- [Text to read]:
In the early years of oil exploration, drillers had more in common with gamblers than they did with scientists. For the most part it was pure luck to strike oil. Those early explorers naturally sought out any technique that would improve their chances of a strike. Consequently, there was no shortage of people (mostly charlatans) who were happy to take on the challenge.

German miners in the sixteenth century believed the use of a forked hazel bush twig could locate ore veins underground. This early form of witching (divining rods) would expand to locate everything from ore, to water, to black gold. If you wanted something with a more personal touch, you could turn to the spiritualists who received their information from the “great beyond.”

There were also oil “smellers” and the more unique personalities that had their own approach. There was a man who carried a bottle of crude around his neck on a string. He claimed when we walked over an underground oil field he would receive a shock from the bottle.

- [Items]:

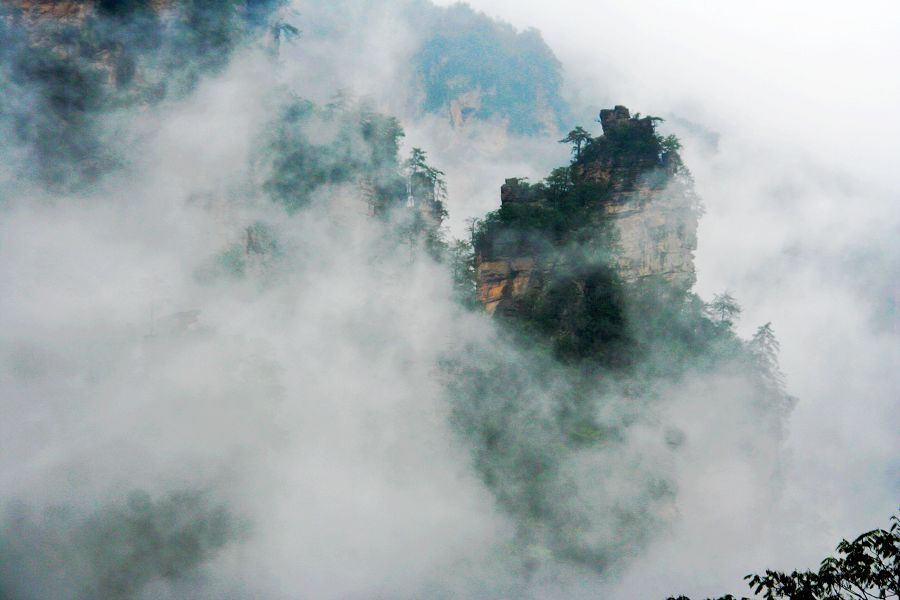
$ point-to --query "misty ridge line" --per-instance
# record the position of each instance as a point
(243, 357)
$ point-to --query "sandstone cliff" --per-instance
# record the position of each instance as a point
(635, 198)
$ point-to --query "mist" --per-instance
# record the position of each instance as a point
(290, 399)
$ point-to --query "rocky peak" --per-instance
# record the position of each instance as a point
(638, 192)
(611, 117)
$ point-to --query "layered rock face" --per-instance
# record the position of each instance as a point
(643, 196)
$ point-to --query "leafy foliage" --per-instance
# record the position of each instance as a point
(61, 78)
(364, 146)
(864, 569)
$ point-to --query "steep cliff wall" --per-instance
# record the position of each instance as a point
(636, 213)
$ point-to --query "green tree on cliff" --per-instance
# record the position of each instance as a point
(867, 568)
(725, 308)
(578, 137)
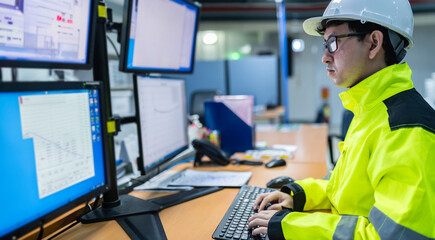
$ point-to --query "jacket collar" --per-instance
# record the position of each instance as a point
(376, 88)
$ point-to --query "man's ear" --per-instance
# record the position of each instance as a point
(376, 39)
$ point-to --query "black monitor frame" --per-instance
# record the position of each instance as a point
(53, 64)
(125, 37)
(157, 168)
(48, 86)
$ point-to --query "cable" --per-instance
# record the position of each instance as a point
(64, 230)
(41, 230)
(87, 205)
(114, 47)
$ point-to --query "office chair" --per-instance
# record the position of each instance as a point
(345, 123)
(197, 100)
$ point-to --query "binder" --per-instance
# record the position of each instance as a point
(233, 121)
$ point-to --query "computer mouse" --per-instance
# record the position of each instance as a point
(276, 163)
(279, 182)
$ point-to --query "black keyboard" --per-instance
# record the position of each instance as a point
(234, 225)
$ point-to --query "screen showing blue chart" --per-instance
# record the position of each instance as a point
(162, 35)
(51, 151)
(161, 105)
(45, 30)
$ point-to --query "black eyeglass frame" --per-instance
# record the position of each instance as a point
(333, 39)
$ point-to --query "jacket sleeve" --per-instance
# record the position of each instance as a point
(308, 194)
(401, 174)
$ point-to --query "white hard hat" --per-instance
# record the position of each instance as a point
(395, 15)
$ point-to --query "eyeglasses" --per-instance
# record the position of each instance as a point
(331, 42)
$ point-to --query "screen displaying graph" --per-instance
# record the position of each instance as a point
(163, 118)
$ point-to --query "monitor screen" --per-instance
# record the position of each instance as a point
(161, 108)
(159, 36)
(52, 151)
(51, 34)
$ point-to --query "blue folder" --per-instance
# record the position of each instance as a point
(235, 134)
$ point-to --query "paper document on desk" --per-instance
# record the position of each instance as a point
(208, 179)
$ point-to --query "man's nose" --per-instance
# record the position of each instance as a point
(327, 56)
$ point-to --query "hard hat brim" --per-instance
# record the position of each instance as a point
(311, 25)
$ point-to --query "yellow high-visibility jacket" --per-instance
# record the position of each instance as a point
(383, 186)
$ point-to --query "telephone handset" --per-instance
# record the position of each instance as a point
(204, 147)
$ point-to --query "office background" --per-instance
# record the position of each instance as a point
(247, 29)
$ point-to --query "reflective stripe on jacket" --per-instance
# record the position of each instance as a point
(383, 186)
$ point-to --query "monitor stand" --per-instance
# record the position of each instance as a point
(132, 205)
(129, 205)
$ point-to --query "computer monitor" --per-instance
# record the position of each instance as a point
(53, 151)
(162, 120)
(159, 36)
(47, 34)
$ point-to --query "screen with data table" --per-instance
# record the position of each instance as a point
(161, 104)
(51, 149)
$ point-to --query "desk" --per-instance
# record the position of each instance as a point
(198, 218)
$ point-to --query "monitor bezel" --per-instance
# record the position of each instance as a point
(125, 37)
(140, 162)
(49, 86)
(63, 65)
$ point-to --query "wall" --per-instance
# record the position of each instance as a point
(309, 73)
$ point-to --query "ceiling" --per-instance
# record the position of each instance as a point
(224, 10)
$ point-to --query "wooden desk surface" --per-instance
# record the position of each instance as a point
(274, 113)
(198, 218)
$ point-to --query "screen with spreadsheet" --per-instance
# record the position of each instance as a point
(46, 33)
(51, 149)
(161, 107)
(159, 36)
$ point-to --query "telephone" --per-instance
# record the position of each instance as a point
(204, 147)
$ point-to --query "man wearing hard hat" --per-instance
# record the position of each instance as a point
(383, 186)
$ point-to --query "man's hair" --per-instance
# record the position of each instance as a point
(357, 26)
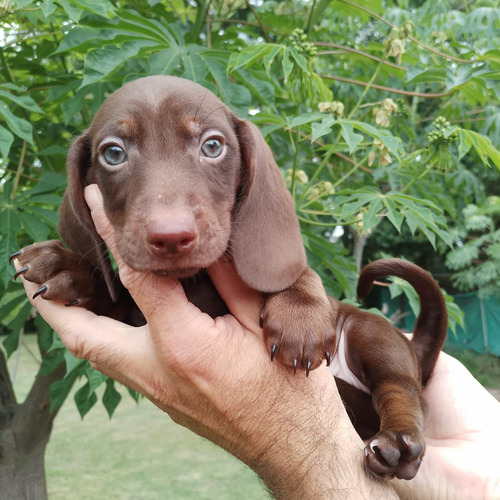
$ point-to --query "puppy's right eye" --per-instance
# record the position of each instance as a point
(114, 155)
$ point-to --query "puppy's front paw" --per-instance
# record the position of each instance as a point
(392, 454)
(299, 324)
(62, 274)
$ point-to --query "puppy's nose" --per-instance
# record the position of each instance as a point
(174, 237)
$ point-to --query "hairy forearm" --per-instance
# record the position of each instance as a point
(319, 455)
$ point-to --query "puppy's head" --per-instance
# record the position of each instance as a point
(184, 181)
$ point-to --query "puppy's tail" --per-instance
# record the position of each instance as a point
(432, 322)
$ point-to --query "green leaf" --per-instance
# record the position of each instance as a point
(111, 397)
(236, 96)
(51, 361)
(300, 60)
(6, 140)
(481, 144)
(24, 101)
(59, 391)
(102, 8)
(323, 128)
(287, 64)
(305, 118)
(195, 68)
(165, 61)
(84, 400)
(250, 54)
(393, 214)
(392, 143)
(95, 378)
(19, 126)
(371, 218)
(73, 365)
(351, 138)
(99, 63)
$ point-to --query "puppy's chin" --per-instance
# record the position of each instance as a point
(176, 273)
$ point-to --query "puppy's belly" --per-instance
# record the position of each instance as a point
(340, 368)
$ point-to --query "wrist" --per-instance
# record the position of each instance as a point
(311, 450)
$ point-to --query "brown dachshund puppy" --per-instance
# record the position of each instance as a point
(185, 183)
(380, 373)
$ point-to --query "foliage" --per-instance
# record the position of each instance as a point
(381, 111)
(476, 258)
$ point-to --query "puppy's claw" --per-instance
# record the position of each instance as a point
(40, 291)
(14, 255)
(274, 348)
(21, 271)
(328, 357)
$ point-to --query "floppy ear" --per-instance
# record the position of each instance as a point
(265, 242)
(75, 222)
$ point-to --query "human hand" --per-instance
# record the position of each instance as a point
(215, 378)
(462, 437)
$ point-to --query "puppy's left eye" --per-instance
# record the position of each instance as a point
(114, 155)
(212, 148)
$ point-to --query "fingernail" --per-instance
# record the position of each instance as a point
(92, 196)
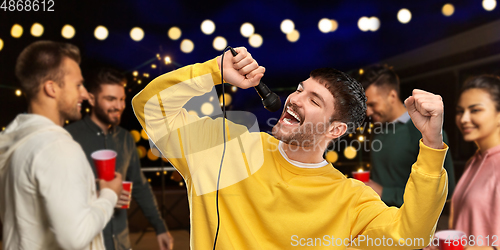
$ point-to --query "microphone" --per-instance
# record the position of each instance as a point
(270, 100)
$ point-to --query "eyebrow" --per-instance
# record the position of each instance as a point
(313, 93)
(471, 106)
(113, 97)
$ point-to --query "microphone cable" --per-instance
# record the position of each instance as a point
(224, 135)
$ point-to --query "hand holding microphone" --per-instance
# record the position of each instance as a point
(242, 71)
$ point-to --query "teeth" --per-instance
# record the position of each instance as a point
(287, 121)
(289, 111)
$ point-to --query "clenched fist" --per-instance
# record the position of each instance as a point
(427, 112)
(241, 70)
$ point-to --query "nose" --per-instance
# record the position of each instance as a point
(465, 117)
(296, 99)
(369, 111)
(84, 94)
(121, 105)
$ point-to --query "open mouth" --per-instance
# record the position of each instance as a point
(290, 117)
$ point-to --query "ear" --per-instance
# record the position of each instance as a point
(392, 96)
(51, 88)
(91, 99)
(337, 129)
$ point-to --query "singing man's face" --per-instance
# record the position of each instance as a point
(306, 115)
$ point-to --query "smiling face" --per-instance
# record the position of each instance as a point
(109, 103)
(476, 116)
(306, 116)
(73, 92)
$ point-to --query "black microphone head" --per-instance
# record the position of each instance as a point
(272, 102)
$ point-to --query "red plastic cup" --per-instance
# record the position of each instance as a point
(127, 186)
(451, 239)
(104, 161)
(363, 176)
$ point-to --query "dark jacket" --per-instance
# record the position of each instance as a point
(91, 138)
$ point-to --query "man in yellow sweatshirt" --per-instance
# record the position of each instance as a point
(277, 192)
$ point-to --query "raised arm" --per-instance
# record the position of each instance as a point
(425, 192)
(194, 145)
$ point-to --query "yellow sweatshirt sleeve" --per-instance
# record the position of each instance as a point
(411, 226)
(159, 107)
(192, 144)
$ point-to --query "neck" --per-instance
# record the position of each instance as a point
(46, 109)
(398, 111)
(312, 154)
(105, 127)
(489, 142)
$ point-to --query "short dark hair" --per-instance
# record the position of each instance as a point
(381, 76)
(41, 61)
(489, 83)
(104, 76)
(350, 99)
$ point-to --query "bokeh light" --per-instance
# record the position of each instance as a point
(220, 43)
(101, 32)
(350, 152)
(137, 34)
(16, 31)
(489, 5)
(364, 24)
(144, 135)
(151, 155)
(208, 27)
(293, 36)
(247, 29)
(136, 135)
(332, 156)
(68, 31)
(255, 40)
(207, 108)
(374, 24)
(287, 26)
(325, 25)
(227, 98)
(174, 33)
(37, 30)
(187, 46)
(404, 16)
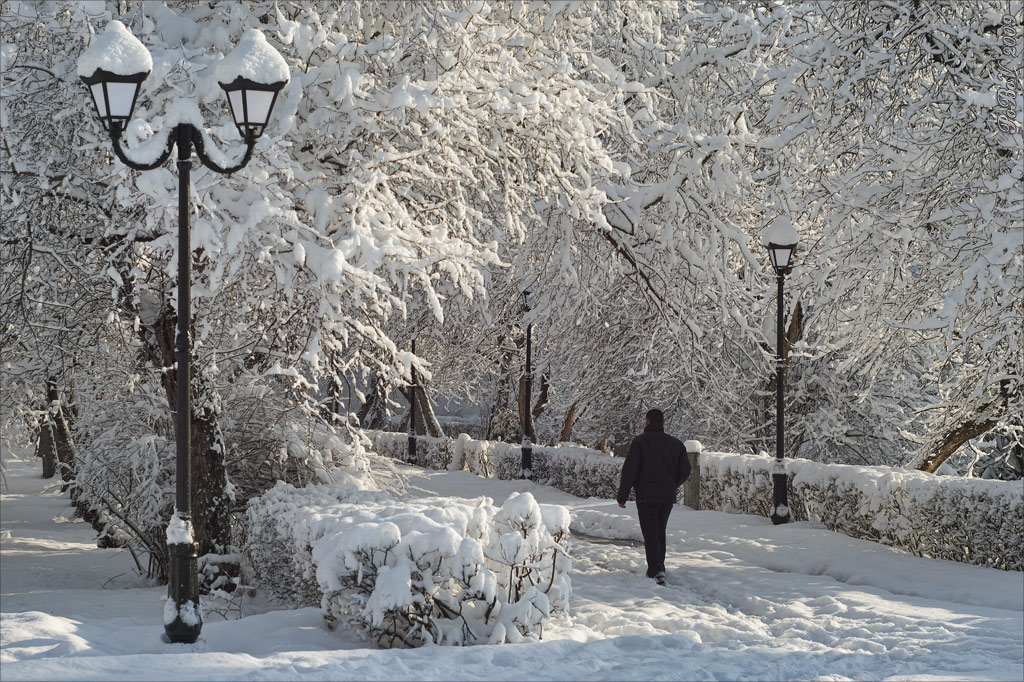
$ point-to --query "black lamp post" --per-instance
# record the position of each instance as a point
(114, 68)
(780, 240)
(527, 414)
(412, 410)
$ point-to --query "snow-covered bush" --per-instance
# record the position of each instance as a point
(413, 572)
(971, 520)
(962, 519)
(430, 453)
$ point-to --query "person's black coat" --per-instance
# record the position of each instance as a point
(656, 466)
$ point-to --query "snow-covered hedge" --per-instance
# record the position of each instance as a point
(970, 520)
(413, 572)
(581, 471)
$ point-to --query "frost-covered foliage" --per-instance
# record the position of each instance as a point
(429, 159)
(414, 572)
(944, 517)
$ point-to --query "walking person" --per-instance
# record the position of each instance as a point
(655, 467)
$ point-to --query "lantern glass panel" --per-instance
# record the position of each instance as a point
(259, 105)
(781, 256)
(121, 97)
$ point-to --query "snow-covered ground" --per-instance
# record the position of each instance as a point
(744, 600)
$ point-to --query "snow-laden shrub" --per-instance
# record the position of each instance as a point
(430, 453)
(971, 520)
(578, 470)
(581, 471)
(413, 572)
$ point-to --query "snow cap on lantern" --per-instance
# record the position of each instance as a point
(252, 75)
(780, 239)
(114, 68)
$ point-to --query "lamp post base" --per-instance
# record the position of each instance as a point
(182, 617)
(779, 505)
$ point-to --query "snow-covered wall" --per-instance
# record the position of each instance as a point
(970, 520)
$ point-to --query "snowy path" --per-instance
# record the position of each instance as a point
(745, 600)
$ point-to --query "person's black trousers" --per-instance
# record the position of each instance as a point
(653, 520)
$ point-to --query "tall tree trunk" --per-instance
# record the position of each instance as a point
(429, 420)
(60, 434)
(45, 448)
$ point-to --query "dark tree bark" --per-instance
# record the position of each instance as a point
(45, 449)
(56, 423)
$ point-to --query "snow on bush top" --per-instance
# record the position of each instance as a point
(116, 50)
(780, 231)
(254, 58)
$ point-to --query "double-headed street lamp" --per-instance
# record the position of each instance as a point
(526, 464)
(780, 239)
(114, 68)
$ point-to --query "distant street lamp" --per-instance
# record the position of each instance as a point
(114, 68)
(526, 465)
(412, 410)
(780, 239)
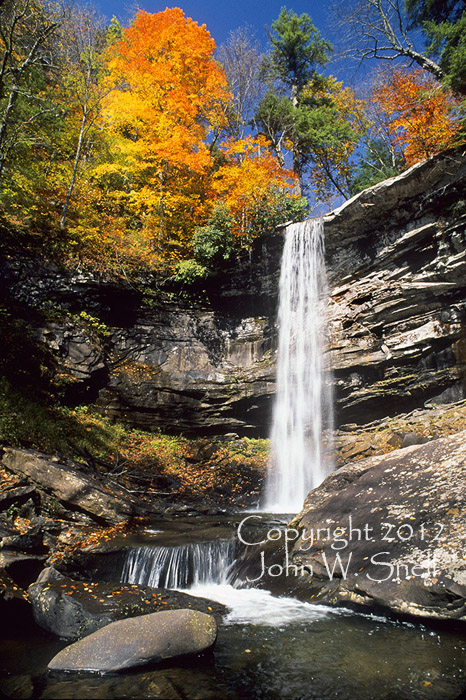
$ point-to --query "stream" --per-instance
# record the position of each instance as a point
(268, 648)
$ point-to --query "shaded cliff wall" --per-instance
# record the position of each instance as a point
(396, 268)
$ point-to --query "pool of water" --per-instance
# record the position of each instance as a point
(268, 648)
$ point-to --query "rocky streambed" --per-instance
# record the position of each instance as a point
(341, 633)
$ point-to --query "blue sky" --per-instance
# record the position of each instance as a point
(221, 16)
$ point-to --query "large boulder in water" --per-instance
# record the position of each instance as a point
(137, 641)
(73, 609)
(388, 531)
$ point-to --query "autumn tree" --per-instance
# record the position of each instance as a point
(380, 29)
(418, 113)
(336, 122)
(80, 47)
(250, 181)
(443, 23)
(27, 32)
(159, 126)
(241, 60)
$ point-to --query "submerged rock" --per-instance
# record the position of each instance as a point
(147, 639)
(388, 531)
(73, 609)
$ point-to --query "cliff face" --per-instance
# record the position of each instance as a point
(397, 274)
(396, 268)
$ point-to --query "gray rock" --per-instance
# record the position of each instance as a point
(137, 641)
(73, 609)
(404, 531)
(70, 486)
(396, 257)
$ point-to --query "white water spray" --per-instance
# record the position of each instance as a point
(303, 404)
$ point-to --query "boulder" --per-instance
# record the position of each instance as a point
(73, 609)
(396, 260)
(388, 532)
(138, 641)
(75, 489)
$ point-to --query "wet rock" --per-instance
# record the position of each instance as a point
(14, 604)
(75, 489)
(393, 527)
(73, 609)
(396, 270)
(135, 642)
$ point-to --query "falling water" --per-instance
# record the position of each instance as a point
(181, 566)
(302, 410)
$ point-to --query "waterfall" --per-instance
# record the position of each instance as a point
(303, 404)
(180, 566)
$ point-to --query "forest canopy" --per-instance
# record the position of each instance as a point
(148, 147)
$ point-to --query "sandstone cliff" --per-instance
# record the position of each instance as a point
(396, 268)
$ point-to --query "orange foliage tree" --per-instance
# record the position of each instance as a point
(417, 113)
(159, 126)
(250, 179)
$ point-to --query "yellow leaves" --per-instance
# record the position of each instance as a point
(171, 96)
(250, 175)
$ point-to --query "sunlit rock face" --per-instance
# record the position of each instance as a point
(396, 266)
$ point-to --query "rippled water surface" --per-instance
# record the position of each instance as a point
(268, 648)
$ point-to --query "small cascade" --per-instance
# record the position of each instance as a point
(183, 566)
(303, 406)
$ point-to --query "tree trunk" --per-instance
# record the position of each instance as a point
(75, 168)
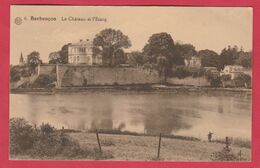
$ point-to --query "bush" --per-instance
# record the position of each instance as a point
(226, 77)
(182, 73)
(226, 154)
(46, 141)
(243, 80)
(44, 81)
(22, 135)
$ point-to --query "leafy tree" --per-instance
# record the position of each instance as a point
(244, 59)
(136, 58)
(160, 51)
(185, 50)
(55, 58)
(228, 56)
(64, 54)
(209, 58)
(108, 42)
(33, 60)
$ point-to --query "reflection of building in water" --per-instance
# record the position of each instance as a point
(166, 121)
(101, 113)
(81, 53)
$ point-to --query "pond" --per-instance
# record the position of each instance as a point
(188, 114)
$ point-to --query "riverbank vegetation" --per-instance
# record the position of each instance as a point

- [What you will do]:
(1) Using the passage on early oil exploration, decide whether each statement agrees with it. Answer yes or no, and quote the deciding words.
(a) Striking oil in the early years was mostly a matter of luck.
(b) French miners first used a forked hazel twig to find ore veins.
(c) Most of the people who offered to improve drillers' chances were charlatans.
(2) Answer these questions from the passage on early oil exploration.
(a) What kind of twig did the German miners use?
(b) Where did the spiritualists get their information?
(c) What did one man carry around his neck on a string?
(3) Carry on the passage on early oil exploration from the point where it stops.

- [Answers to the exercise]:
(1)
(a) Yes: "For the most part it was pure luck to strike oil."
(b) No: "German miners in the sixteenth century believed the use of a forked hazel bush twig could locate ore veins underground."
(c) Yes: "there was no shortage of people (mostly charlatans) who were happy to take on the challenge."

(2)
(a) A forked hazel bush twig.
(b) From the "great beyond."
(c) A bottle of crude.

(3)
As the industrial revolution mechanized the world, the search for oil spawned an endless procession of machines claiming to aid in the process. These machines were dubbed “doodlebugs.” Many of them were remarkable machines, however, they did little to improve the likelihood of making a discovery. One such machine was built by a Pittsburg man who claimed his giant X-ray machine when focused on the earth could disseminate an electrical current that would excite the molecules in the earth and render it temporarily transparent. During that moment, he could see the oil beneath the earth.

Scientifically speaking, I probably don’t need to tell you that all of these approaches historically proved to be no more effective than random drilling. However, it is important to note in the early 1900s, geologists where seen as no more credible than the diviners, spiritualists, smellers or doodlebuggers.

It was in 1913 when geologist Charles N. Gould (founder of the Oklahoma Geological Survey) presented a paper to the International Geological Congress describing the correlation between geological occurrences and natural resource deposits that the perception began to change. However, Gould’s statement on the relationship was hardly earth shaking. Rather, it was a very cautious statement. He said, “careful studies of geological conditions have demonstrated that there is a rather definite relation between structure of rocks and occurrence of oil and gas.” While his statement barely kept people awake, it was revolutionary.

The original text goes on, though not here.